Given problem: Reproduce all entries verbatim, with nothing added or dropped.

<<<<

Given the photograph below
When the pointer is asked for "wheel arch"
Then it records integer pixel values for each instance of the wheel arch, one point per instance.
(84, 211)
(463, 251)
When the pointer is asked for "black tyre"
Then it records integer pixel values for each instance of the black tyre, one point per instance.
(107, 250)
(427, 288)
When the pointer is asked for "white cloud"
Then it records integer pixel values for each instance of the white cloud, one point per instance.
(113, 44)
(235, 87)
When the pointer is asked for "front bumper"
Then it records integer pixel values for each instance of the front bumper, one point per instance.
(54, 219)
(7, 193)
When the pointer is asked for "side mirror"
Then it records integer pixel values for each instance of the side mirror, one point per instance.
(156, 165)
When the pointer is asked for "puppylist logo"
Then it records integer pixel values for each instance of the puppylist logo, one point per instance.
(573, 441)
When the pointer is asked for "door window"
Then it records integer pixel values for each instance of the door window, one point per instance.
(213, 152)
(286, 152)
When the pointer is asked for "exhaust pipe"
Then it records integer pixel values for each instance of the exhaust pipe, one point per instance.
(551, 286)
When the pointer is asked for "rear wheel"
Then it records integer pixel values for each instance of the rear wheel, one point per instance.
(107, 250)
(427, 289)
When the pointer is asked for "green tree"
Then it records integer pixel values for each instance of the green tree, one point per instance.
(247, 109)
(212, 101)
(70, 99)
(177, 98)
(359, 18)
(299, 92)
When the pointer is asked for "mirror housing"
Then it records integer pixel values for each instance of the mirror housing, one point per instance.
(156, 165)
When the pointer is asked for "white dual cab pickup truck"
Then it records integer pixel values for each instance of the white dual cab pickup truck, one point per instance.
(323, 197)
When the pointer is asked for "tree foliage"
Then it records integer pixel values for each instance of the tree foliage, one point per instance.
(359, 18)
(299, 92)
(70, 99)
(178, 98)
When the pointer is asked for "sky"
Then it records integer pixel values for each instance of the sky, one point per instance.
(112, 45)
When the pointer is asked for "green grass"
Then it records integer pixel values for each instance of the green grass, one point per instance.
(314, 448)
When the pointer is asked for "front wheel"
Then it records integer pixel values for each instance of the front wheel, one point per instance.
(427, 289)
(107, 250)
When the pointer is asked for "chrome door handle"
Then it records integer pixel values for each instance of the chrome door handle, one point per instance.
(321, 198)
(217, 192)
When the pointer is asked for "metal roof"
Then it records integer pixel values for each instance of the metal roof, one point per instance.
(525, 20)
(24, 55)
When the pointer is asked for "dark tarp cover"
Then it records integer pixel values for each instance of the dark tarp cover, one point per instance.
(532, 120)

>>>>

Finished answer:
Given the photograph below
When the pointer is asked for "wheel arch"
Then it records integer pixel values for each instance of the wheel arch, one point per instance.
(84, 211)
(463, 251)
When the pointer is asked for "black tyre"
Then it records integer pixel values for each instance of the black tyre, one point per instance.
(107, 250)
(427, 288)
When the pointer is asked for "white cloud"
Then it records integer pixel values for each instance of the white cloud, one point per instance.
(113, 44)
(235, 87)
When the pointer is asked for "front bumper"
Then it records integer pixel values for each instance of the front bumper, one point per instance.
(54, 219)
(7, 193)
When the pointer is asked for "side mirror"
Then it records integer pixel values for each instance of the side mirror, one point per instance.
(156, 165)
When the pointer is asked for "puppylist logo"
Then it records integer pixel values for each instance of the puppylist logo, one point per instance.
(573, 441)
When the pointer is asked for "door window"
Then it records integer pixel values for each instance of the door window, one point per instance.
(213, 152)
(286, 152)
When the pointer is asked for "exhaust pipe"
Then it records integer pixel values for each instance of the exhaust pipe, one point per instance.
(551, 286)
When the pointer is asked for "rear wheel"
Then it records integer pixel values for each instance of the rear wheel, one point per instance.
(107, 250)
(427, 289)
When the pointer is asked for "green tree"
Then it records integer pixel values for each instance of the green tree, one point per instance.
(247, 109)
(212, 101)
(70, 99)
(177, 98)
(359, 18)
(299, 92)
When the pointer is asked for "mirror housing"
Then it records integer pixel values for each instance of the mirror housing, one point per instance.
(156, 165)
When the pointer is asked for "white dual cab pickup truck"
Then it records integer pixel values for each instance of the white dual cab pickup truck, one point per instance.
(323, 197)
When the pointer is asked for "tree foliage"
Then it records integer pixel values for each instance of the tree foliage, one point per instance.
(359, 18)
(299, 92)
(70, 99)
(178, 98)
When the pointer is asked for "sky"
Then it records integer pixel values for each instance of the sky, one point per instance.
(112, 45)
When the pointer is asked for "green grass"
Then it records integer pixel values for each instance of the green grass, one point per instance.
(314, 448)
When the pointer is asked for "front wheel"
Then it records integer pixel values for each instance of the front wheel, one point per instance.
(427, 289)
(107, 250)
When the pointer is asked for "chrome door handle"
Then it records integer pixel values for each instance of the chrome door handle, one point per instance.
(321, 198)
(217, 192)
When the pointer is asked for "metal roof"
Then it records integer pixel values for each instance of the metal roof, one point per instance.
(525, 20)
(24, 55)
When the pointer is asked for "dark tarp cover"
Then it records integer pixel values for each instance of the dark tarp cover, one point per instance.
(532, 120)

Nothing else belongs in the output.